» Record extracts
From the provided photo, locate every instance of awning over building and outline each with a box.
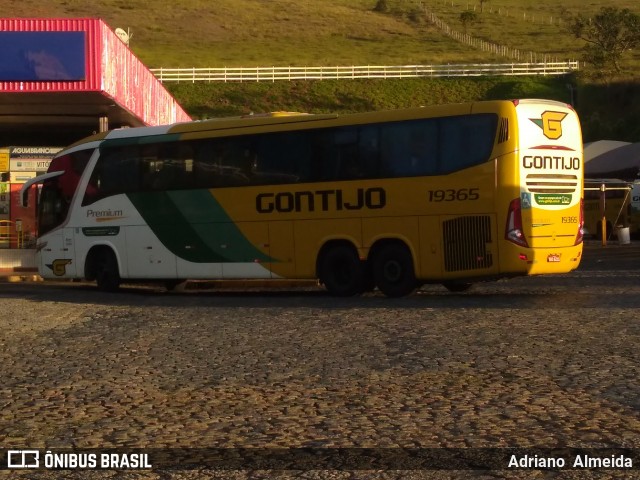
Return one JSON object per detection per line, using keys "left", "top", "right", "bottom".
{"left": 584, "top": 140, "right": 631, "bottom": 163}
{"left": 585, "top": 141, "right": 640, "bottom": 181}
{"left": 0, "top": 18, "right": 191, "bottom": 146}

» Instructions for the task
In the copy, omit the pictures and give every line of the data exactly.

» Exercise answer
From the provided photo, locate every instance of awning over building and outline each with a box.
Return one JSON object per detection per line, using keys "left", "top", "right", "bottom".
{"left": 584, "top": 140, "right": 631, "bottom": 163}
{"left": 585, "top": 141, "right": 640, "bottom": 181}
{"left": 0, "top": 18, "right": 191, "bottom": 146}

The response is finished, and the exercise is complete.